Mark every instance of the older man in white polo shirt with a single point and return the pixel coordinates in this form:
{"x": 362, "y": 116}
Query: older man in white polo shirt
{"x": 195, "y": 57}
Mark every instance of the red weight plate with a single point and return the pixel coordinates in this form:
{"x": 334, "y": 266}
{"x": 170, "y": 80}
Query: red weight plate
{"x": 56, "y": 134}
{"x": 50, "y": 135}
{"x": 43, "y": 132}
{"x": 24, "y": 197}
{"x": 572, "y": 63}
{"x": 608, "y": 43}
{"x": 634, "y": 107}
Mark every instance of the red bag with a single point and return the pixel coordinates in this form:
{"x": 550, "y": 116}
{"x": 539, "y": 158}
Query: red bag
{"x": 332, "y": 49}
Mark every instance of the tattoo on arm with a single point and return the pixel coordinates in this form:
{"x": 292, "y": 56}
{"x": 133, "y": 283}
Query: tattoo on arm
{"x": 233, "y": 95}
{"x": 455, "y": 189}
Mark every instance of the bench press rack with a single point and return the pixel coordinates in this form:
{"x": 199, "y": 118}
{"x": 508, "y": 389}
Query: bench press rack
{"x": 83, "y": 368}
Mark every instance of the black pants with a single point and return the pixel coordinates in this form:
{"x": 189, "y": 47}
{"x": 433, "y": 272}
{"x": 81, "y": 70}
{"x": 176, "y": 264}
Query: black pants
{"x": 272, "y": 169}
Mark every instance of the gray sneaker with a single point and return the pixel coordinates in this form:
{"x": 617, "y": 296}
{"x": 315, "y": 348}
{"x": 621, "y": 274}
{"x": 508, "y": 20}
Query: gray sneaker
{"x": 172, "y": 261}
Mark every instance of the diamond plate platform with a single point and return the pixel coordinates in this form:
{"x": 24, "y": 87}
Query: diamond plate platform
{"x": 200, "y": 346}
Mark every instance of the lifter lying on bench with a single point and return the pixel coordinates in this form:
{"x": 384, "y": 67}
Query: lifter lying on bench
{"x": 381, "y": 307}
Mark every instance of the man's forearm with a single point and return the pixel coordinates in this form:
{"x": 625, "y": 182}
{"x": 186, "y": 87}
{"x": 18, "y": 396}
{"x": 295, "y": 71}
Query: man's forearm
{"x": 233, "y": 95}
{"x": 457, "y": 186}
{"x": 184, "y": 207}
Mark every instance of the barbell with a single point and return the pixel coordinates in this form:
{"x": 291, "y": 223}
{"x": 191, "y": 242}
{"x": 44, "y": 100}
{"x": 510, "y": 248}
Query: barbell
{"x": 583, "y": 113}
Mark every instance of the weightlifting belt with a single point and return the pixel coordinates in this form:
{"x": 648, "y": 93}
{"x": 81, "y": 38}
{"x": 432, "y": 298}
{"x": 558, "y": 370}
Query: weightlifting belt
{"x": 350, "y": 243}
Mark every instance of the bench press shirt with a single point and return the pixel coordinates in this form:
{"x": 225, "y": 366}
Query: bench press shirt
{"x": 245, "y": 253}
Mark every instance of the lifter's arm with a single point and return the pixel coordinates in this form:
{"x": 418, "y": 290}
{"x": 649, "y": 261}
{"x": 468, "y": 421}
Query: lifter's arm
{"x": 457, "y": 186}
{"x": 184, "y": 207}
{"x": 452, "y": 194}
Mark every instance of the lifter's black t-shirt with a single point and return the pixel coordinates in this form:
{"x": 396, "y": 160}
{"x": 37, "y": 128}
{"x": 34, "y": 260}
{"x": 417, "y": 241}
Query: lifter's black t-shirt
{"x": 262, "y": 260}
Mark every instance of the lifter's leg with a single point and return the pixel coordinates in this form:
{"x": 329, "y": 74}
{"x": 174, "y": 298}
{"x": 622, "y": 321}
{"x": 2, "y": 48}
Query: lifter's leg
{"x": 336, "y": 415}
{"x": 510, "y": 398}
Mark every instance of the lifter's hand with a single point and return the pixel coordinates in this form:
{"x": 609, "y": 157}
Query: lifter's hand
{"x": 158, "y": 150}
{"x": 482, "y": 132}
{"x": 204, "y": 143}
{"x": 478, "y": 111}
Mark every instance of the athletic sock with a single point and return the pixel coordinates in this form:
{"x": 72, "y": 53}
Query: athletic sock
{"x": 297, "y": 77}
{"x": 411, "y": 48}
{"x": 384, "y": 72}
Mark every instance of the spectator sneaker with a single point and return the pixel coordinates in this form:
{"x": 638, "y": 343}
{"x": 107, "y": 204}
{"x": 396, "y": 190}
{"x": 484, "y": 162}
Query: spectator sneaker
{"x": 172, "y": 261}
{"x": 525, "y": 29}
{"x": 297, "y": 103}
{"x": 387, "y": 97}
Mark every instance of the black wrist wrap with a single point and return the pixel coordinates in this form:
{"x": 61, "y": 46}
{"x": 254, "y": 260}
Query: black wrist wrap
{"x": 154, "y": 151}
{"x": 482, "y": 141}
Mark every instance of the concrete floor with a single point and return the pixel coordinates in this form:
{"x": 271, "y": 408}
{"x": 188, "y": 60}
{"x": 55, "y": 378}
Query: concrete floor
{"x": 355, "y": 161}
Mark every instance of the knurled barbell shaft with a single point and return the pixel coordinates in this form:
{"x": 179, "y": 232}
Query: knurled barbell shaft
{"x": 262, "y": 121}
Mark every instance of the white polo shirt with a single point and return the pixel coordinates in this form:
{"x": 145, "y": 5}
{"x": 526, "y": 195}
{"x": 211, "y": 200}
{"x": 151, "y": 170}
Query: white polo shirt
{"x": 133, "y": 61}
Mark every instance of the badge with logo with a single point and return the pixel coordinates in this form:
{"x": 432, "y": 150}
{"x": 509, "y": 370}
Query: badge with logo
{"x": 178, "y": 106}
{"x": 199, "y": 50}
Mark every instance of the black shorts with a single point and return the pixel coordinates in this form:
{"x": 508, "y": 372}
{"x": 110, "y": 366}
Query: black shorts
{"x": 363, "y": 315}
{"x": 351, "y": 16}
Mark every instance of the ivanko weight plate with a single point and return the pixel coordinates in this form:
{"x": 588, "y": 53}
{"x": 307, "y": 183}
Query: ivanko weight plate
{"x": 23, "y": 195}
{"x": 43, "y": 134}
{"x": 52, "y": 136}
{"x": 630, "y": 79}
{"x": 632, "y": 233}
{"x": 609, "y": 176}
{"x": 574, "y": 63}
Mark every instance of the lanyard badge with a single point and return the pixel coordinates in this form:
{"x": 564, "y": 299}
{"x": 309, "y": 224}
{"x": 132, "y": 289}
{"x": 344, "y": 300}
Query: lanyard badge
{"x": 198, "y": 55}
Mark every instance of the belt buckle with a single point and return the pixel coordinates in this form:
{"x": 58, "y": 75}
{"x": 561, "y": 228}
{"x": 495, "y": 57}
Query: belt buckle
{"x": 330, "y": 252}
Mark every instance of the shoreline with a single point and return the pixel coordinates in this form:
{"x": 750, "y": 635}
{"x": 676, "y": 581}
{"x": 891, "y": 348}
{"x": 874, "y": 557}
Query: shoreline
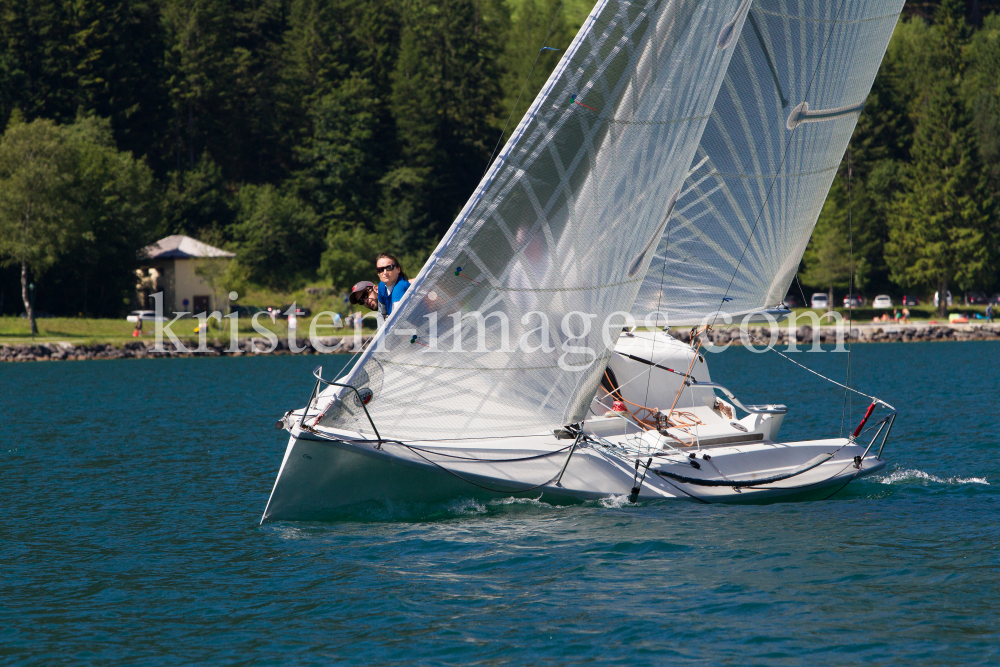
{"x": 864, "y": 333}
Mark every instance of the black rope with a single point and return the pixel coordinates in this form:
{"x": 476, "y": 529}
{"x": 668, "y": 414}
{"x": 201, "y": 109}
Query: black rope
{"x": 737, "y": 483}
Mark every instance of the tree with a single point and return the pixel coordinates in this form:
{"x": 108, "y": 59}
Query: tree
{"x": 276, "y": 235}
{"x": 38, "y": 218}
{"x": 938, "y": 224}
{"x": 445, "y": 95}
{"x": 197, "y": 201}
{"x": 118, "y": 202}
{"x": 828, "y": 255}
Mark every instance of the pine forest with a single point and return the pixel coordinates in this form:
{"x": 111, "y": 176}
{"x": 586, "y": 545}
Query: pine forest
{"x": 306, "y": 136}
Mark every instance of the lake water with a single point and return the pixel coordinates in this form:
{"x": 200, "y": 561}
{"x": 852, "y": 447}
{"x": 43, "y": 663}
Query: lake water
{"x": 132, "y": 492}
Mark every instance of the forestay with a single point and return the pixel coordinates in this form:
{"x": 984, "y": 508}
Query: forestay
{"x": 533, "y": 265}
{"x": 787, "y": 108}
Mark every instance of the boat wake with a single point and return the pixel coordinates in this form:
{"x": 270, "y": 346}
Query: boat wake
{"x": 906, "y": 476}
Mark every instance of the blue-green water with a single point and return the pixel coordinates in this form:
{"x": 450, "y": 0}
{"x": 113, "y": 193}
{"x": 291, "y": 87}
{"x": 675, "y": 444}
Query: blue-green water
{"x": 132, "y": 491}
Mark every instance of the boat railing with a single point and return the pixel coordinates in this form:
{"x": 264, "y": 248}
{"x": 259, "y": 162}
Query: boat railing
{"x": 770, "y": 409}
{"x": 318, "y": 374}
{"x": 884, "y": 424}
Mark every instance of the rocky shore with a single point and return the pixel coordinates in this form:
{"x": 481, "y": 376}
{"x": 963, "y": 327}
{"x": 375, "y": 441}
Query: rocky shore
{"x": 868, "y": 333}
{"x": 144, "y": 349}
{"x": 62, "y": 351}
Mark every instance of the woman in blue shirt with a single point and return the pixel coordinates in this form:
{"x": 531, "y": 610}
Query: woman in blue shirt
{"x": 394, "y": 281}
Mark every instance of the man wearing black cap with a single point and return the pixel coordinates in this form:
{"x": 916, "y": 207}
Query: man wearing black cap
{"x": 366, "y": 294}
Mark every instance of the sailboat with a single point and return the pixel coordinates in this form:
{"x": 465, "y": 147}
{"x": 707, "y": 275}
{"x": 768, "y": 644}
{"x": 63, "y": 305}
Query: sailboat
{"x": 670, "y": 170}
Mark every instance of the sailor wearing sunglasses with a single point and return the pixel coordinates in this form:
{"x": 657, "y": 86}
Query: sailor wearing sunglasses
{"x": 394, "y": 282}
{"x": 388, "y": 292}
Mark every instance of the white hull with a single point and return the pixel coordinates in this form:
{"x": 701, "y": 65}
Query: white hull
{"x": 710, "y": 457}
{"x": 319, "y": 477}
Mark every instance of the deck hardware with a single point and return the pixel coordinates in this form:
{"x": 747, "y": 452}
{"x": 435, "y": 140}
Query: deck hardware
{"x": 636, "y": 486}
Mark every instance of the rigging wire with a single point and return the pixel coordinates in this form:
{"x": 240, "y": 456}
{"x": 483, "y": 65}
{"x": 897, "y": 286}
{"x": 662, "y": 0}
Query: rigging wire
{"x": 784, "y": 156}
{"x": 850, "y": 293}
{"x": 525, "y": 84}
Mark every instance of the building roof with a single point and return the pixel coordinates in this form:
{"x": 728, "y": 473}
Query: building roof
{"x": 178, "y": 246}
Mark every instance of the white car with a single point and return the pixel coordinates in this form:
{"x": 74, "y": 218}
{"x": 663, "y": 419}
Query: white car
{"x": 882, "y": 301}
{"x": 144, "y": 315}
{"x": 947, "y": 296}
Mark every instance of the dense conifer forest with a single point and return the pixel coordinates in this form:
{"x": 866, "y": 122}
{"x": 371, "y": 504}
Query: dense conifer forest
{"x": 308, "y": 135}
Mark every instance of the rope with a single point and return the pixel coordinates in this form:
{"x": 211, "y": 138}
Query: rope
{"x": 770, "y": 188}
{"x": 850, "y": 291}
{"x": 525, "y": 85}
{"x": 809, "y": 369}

────────────────────────────────────────

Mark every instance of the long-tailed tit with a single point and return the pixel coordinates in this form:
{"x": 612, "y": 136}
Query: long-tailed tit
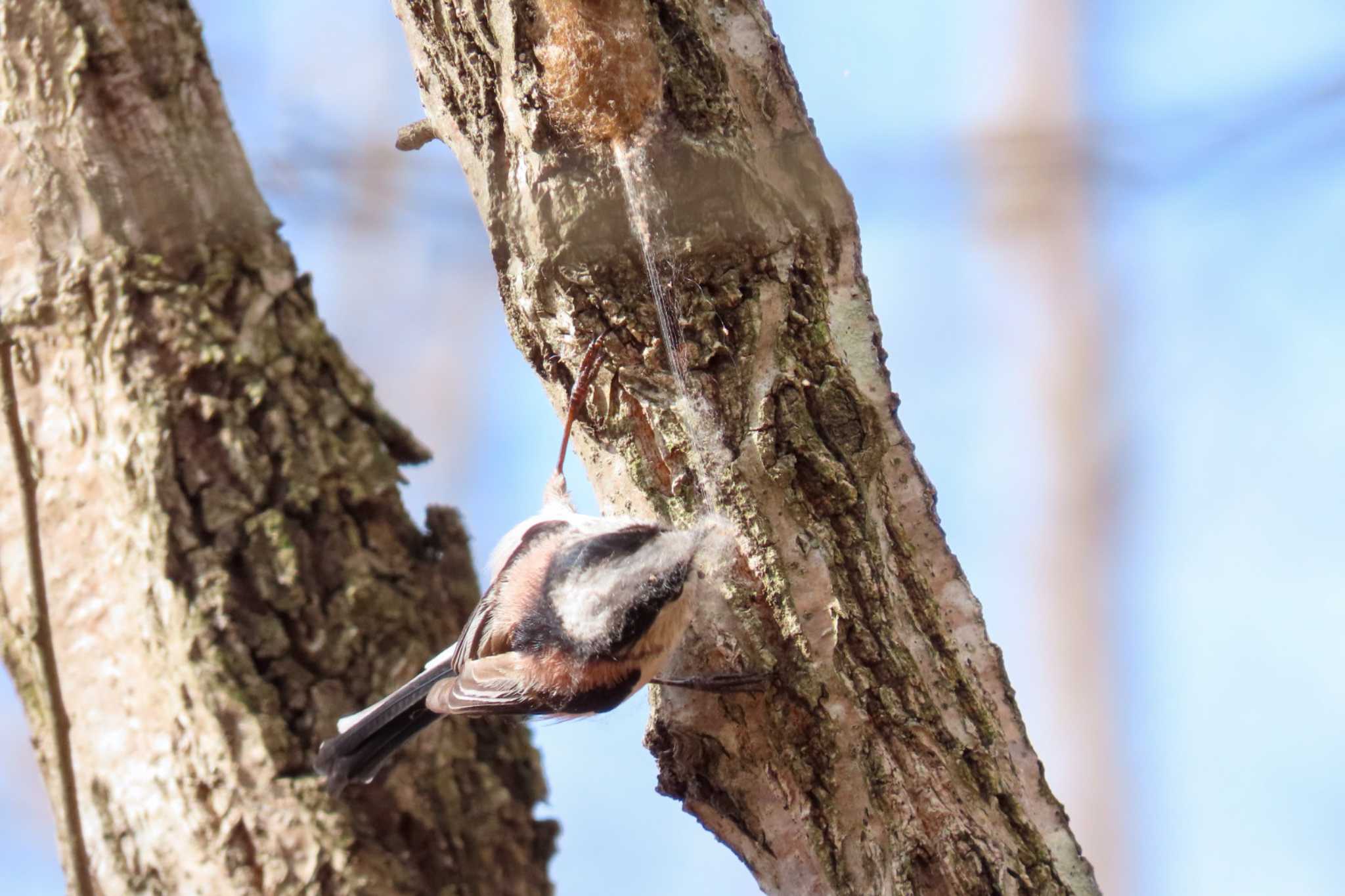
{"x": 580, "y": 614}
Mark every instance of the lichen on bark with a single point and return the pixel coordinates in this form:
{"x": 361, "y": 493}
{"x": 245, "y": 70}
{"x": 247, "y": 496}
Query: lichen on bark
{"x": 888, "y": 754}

────────────────────────────────────────

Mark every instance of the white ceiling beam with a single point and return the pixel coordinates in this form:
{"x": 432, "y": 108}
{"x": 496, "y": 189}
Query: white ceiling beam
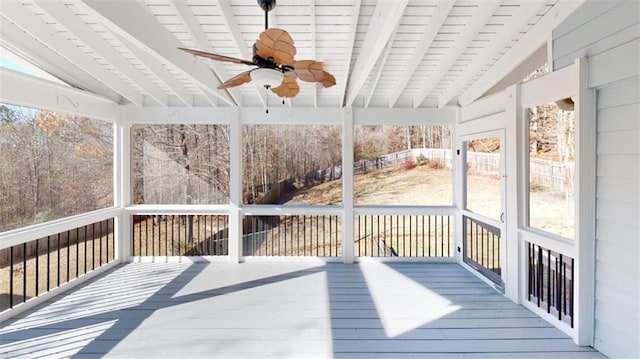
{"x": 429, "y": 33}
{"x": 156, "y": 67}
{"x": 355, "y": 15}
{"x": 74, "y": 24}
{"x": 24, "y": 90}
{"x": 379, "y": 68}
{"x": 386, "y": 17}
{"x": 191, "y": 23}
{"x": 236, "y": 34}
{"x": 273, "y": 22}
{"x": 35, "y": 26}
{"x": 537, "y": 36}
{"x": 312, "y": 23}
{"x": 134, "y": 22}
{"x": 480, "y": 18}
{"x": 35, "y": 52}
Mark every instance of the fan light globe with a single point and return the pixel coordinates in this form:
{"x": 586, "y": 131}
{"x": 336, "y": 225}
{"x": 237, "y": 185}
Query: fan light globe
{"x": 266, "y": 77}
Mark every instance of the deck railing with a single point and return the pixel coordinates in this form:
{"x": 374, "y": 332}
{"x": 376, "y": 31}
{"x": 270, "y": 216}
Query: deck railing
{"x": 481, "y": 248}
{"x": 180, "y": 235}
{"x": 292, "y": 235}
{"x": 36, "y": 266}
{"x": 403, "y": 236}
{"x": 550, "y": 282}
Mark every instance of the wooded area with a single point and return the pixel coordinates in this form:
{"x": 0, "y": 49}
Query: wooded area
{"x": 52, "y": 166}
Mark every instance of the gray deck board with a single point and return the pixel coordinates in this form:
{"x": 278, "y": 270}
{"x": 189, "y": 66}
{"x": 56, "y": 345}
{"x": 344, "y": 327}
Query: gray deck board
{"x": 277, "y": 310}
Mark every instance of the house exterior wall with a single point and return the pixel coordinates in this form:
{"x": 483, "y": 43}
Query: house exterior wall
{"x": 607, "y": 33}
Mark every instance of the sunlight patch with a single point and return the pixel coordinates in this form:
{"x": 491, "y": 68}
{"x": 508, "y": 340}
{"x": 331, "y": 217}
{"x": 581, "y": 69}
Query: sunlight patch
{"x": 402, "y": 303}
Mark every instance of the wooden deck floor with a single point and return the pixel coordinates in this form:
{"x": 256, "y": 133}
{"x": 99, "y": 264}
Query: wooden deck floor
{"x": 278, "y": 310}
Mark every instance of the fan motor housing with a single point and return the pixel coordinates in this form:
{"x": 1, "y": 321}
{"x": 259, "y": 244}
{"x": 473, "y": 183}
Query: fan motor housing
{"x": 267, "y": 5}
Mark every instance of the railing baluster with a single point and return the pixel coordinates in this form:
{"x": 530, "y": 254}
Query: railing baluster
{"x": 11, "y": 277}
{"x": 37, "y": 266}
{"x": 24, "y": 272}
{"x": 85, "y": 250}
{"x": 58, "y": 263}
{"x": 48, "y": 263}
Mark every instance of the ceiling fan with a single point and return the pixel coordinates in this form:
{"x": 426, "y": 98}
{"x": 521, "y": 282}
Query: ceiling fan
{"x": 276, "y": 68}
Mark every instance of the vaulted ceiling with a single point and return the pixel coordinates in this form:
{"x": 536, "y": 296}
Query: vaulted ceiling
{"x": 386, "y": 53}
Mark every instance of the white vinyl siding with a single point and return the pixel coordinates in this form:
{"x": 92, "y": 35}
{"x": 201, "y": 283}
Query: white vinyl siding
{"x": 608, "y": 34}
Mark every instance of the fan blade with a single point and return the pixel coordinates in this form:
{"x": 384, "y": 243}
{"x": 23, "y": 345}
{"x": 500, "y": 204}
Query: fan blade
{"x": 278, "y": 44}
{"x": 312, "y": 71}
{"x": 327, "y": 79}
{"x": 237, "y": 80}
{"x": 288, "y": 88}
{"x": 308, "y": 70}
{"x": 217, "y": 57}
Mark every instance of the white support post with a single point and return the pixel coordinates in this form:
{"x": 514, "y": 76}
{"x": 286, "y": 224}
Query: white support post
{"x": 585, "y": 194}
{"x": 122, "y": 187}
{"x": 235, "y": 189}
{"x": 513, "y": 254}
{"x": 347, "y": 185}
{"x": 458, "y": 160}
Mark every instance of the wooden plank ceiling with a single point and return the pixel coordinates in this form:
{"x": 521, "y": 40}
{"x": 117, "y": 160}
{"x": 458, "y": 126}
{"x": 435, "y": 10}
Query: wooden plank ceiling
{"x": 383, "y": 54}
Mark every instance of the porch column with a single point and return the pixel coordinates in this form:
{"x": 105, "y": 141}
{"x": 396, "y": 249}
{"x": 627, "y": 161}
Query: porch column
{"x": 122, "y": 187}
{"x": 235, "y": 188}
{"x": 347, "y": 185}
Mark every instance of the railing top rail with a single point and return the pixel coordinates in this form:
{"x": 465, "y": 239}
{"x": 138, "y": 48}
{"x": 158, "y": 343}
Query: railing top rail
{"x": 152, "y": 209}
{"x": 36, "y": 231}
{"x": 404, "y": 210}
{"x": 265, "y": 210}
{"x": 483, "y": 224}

────────────────────────────────────────

Consigne
Repérez dans la liste ci-dessus toutes les lignes où figure le mot « bark », puis recopiez chacune d'elles.

Bonne réponse
Mark every instance of the lichen on bark with a single point and return the pixel coordinates in this form:
Query: lichen on bark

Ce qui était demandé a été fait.